-------- DATA TO USE --------

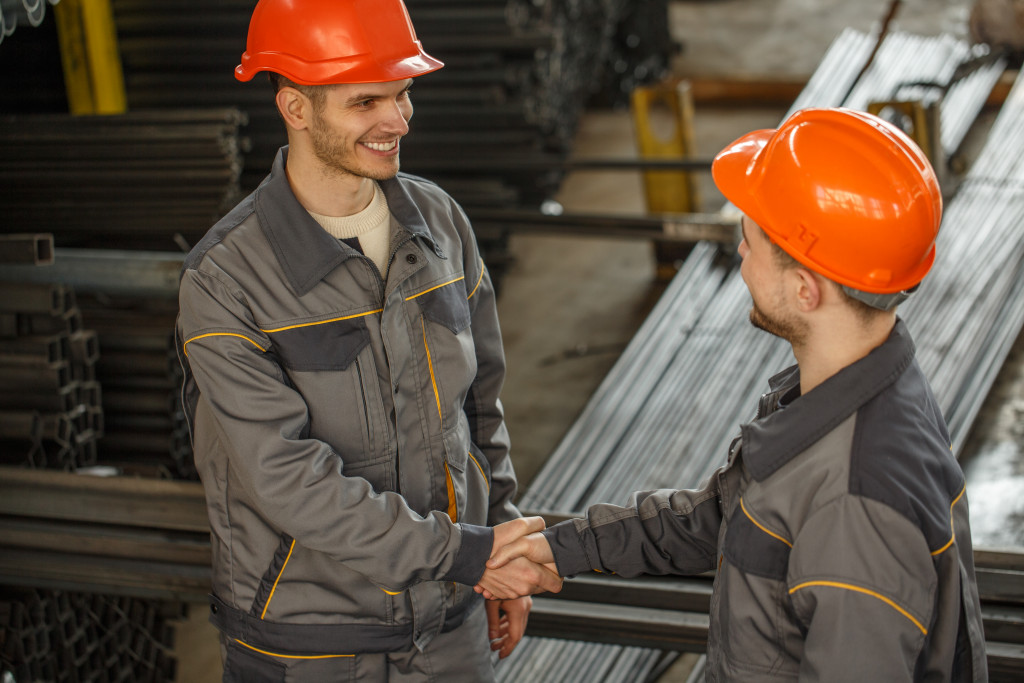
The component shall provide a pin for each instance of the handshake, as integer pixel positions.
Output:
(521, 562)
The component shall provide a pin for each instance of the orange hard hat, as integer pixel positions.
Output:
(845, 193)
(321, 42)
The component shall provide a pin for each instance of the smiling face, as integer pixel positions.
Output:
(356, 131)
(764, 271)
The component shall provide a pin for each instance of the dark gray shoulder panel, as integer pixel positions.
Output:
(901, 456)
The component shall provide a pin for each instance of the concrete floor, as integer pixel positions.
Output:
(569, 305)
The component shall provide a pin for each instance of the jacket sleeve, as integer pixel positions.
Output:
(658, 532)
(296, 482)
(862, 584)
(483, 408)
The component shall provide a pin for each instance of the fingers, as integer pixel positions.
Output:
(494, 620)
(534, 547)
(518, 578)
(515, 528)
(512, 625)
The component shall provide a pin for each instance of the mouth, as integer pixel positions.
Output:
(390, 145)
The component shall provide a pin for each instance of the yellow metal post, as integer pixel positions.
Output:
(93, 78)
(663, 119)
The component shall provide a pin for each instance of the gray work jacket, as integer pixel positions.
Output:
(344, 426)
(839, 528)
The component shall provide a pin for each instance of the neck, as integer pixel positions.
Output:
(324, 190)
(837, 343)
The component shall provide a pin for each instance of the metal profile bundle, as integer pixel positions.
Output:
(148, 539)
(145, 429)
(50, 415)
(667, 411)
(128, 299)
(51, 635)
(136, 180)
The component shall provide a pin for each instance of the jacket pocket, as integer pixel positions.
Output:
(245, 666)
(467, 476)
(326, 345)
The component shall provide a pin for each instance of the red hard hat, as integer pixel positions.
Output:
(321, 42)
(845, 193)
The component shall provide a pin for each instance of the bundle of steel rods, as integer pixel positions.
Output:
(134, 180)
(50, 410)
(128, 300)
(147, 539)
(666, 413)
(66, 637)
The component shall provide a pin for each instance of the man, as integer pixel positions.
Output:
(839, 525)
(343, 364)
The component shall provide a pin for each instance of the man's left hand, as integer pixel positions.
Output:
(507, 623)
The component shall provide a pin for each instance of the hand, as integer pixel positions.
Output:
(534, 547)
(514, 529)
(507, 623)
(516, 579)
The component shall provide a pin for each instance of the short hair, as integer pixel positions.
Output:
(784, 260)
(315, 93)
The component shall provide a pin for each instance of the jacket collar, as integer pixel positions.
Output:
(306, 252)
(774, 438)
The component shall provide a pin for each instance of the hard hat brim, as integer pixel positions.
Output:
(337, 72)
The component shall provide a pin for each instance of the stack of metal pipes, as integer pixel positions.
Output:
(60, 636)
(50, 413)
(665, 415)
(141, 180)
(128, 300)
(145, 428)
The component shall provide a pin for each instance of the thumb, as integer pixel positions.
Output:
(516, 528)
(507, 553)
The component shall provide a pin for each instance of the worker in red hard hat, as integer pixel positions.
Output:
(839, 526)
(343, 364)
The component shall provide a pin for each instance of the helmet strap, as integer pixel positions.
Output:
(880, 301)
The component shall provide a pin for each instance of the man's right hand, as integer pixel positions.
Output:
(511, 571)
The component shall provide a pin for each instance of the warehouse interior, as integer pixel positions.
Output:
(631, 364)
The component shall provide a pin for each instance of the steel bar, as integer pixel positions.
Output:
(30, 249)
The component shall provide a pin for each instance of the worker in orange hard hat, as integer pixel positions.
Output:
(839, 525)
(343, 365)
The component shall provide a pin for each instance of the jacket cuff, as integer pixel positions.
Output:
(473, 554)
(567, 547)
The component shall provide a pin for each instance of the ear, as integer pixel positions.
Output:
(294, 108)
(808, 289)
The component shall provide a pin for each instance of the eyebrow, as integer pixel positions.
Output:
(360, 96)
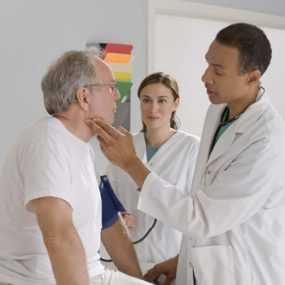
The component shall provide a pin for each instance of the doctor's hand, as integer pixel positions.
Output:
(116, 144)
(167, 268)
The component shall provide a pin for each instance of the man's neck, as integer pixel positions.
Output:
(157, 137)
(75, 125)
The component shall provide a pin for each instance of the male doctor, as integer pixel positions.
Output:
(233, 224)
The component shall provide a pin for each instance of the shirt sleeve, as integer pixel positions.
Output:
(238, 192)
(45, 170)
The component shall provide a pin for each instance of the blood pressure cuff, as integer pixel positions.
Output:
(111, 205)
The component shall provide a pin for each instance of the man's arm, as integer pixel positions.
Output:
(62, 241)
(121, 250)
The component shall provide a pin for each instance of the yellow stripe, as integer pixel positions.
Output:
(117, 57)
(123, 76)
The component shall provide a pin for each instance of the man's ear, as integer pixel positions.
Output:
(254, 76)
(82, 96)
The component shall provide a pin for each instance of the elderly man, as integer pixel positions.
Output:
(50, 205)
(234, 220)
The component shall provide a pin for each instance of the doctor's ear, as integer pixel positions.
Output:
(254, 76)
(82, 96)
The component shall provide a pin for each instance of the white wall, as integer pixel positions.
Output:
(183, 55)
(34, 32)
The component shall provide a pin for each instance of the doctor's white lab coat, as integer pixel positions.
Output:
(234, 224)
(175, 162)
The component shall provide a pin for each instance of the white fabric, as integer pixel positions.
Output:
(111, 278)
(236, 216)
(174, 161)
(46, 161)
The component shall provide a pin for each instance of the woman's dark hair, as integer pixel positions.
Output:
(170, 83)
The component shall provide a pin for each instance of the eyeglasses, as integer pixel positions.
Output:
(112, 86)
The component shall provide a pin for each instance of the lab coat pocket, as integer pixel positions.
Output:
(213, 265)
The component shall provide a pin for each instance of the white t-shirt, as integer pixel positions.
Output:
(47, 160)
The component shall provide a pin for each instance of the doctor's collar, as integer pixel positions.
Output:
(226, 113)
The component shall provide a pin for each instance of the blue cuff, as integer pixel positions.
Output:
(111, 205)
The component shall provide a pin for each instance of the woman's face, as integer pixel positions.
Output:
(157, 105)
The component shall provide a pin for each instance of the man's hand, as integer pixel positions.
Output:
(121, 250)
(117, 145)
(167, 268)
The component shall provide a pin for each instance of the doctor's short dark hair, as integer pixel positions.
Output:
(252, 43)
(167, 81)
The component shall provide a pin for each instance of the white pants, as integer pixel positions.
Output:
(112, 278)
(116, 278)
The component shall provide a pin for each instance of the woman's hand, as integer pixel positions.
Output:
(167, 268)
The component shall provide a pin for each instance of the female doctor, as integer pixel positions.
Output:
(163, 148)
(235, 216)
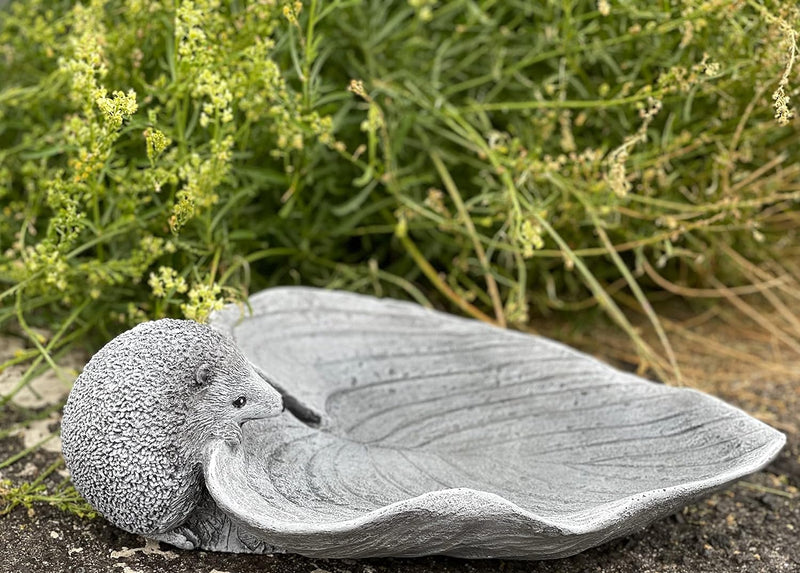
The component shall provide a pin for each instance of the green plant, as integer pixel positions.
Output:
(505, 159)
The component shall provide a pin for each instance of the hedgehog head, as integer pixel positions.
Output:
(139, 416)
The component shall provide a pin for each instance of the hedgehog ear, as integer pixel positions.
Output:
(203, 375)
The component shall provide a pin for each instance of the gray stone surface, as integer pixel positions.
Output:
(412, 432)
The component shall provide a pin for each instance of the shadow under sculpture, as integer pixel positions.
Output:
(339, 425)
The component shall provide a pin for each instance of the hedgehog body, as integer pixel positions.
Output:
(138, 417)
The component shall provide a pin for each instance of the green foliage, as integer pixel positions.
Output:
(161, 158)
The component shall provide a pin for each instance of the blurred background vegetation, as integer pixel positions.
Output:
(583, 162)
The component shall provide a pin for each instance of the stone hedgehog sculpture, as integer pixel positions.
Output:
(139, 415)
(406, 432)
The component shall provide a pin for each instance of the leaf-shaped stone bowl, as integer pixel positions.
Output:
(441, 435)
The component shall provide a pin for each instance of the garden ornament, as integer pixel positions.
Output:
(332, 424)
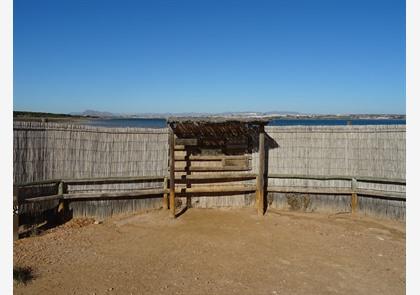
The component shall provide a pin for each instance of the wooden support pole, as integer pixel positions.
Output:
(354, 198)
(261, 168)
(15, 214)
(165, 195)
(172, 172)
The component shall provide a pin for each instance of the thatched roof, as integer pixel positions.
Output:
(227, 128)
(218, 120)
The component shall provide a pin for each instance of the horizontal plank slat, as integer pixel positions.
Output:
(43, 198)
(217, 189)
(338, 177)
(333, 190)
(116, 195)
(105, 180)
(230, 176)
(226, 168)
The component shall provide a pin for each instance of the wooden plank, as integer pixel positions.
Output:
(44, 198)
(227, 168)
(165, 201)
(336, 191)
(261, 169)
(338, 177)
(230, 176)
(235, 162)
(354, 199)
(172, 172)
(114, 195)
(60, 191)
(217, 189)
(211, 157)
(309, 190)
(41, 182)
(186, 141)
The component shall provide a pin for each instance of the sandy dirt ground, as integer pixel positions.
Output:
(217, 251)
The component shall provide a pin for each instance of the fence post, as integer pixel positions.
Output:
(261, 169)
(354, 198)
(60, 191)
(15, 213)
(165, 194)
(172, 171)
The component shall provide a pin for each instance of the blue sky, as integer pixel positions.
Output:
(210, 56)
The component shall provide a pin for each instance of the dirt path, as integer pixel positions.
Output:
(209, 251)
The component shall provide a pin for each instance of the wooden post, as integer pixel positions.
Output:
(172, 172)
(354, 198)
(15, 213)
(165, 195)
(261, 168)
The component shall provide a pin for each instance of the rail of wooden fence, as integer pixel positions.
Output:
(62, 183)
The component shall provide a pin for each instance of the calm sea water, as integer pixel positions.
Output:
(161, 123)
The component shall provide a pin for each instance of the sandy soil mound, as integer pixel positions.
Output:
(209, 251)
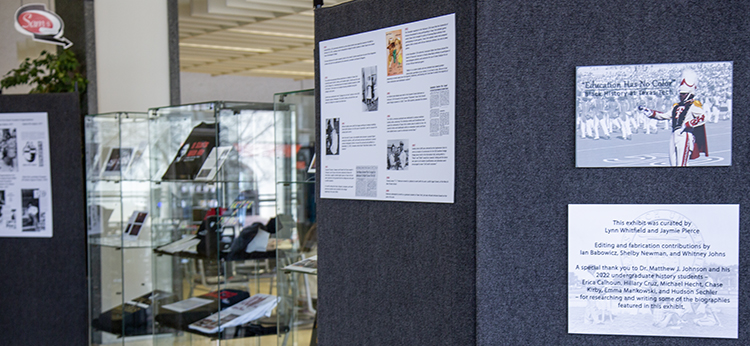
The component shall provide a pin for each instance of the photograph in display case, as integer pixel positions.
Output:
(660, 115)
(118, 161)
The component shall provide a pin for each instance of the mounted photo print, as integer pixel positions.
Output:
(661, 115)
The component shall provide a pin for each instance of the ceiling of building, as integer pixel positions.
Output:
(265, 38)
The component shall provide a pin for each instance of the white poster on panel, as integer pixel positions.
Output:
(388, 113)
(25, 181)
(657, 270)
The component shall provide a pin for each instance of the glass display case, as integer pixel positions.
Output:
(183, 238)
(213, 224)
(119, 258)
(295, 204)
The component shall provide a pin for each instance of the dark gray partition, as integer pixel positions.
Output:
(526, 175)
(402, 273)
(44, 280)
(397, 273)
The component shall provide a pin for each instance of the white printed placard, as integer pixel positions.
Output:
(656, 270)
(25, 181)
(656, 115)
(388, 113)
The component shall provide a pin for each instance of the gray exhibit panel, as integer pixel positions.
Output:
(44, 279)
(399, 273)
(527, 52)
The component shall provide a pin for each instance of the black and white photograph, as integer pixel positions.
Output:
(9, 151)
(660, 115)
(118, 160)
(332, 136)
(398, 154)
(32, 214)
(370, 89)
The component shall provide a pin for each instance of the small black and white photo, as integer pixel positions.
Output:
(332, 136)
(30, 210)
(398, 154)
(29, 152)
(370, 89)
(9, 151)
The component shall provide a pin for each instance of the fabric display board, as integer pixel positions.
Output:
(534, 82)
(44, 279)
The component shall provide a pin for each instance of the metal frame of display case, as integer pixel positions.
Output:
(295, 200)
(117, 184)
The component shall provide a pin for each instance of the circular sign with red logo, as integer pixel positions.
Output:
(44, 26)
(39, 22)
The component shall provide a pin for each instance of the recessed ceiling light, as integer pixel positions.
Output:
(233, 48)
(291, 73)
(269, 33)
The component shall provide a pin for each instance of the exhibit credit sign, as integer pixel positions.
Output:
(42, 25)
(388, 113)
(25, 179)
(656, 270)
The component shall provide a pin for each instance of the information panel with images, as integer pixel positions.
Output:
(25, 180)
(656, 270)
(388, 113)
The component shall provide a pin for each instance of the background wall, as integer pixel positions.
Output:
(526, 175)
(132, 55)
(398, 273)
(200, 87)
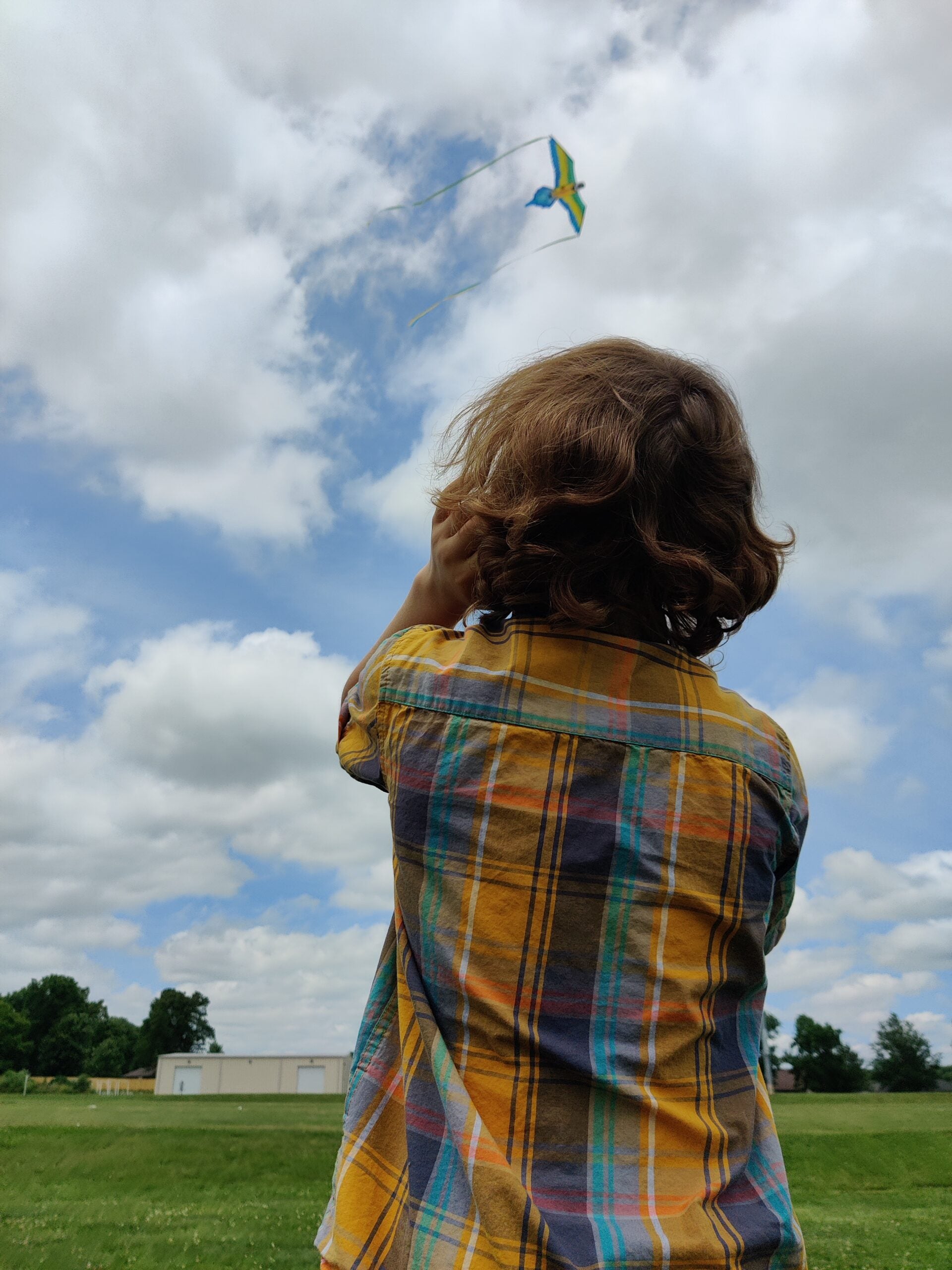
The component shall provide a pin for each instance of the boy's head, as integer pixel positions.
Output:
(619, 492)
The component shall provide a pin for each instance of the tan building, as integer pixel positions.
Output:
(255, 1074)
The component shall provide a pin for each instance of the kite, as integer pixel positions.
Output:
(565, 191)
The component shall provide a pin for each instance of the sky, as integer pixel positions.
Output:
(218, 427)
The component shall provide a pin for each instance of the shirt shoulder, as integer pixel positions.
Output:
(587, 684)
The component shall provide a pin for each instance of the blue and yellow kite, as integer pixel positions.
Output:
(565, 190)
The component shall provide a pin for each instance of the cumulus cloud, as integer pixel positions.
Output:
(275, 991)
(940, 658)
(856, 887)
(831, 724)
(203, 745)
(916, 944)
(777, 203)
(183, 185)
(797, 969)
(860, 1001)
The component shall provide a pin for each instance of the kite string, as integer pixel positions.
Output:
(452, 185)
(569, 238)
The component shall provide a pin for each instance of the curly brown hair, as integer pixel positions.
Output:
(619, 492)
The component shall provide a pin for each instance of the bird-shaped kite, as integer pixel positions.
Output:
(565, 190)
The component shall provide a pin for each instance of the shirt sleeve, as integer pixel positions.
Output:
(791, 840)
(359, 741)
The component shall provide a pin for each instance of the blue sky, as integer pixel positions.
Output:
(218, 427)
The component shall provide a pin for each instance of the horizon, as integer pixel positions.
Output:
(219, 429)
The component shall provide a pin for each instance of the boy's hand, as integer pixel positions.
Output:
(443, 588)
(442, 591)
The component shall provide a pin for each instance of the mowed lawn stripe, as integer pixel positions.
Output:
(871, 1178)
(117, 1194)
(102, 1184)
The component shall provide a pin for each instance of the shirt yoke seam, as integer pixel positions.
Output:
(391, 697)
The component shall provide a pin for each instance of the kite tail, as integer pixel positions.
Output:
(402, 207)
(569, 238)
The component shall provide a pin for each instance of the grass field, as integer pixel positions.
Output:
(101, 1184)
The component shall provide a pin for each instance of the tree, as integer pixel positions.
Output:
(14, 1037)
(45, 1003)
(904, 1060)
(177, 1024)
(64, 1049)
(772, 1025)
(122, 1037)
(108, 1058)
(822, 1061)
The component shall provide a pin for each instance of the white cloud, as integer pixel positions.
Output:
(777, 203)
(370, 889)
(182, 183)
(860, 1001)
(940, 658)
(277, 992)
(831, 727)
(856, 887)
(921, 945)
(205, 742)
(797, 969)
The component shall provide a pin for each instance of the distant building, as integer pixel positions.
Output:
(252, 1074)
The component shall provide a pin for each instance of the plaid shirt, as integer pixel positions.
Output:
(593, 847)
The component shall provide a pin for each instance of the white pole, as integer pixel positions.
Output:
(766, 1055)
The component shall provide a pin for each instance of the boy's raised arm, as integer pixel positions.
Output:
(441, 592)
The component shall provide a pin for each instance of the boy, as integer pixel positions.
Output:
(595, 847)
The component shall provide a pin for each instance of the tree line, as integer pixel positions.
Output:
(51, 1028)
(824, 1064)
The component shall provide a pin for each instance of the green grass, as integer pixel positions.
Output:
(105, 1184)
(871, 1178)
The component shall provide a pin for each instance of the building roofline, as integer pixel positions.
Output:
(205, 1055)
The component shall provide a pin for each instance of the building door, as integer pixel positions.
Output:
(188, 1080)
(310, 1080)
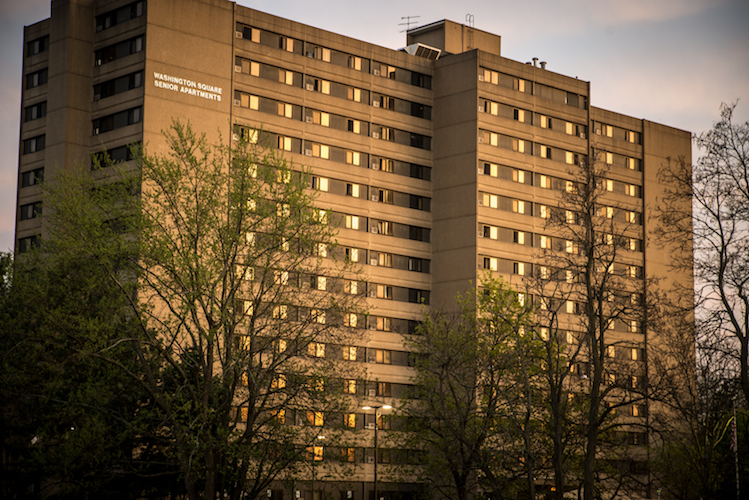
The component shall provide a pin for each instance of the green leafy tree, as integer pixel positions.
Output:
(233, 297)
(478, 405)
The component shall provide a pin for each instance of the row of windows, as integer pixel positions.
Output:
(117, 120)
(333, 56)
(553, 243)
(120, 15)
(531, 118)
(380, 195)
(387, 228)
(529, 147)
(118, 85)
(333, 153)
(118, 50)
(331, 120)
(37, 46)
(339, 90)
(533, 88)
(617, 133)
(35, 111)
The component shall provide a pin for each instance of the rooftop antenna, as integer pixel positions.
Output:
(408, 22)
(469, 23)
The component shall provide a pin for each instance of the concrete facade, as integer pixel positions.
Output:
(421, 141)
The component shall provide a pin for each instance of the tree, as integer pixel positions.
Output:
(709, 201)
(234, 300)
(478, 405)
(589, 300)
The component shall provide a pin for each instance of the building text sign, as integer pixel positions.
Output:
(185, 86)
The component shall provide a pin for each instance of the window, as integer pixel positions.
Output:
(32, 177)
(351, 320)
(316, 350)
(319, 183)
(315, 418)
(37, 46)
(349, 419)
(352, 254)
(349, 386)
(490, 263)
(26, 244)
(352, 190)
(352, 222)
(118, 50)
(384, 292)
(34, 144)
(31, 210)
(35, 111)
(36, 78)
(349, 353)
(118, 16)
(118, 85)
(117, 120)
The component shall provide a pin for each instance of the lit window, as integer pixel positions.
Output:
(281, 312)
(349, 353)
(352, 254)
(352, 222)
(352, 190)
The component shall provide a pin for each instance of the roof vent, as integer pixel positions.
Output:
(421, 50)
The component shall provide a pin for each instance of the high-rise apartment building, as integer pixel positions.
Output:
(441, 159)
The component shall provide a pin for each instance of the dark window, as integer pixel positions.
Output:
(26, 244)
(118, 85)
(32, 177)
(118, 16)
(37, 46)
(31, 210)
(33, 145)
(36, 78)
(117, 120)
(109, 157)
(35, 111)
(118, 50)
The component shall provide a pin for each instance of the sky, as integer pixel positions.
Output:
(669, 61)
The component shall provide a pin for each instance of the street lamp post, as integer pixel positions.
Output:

--------

* ABOUT THIS TASK:
In the entries above, how many lines contain the word "photograph"? Provide the number alone.

* FINAL ANSWER:
2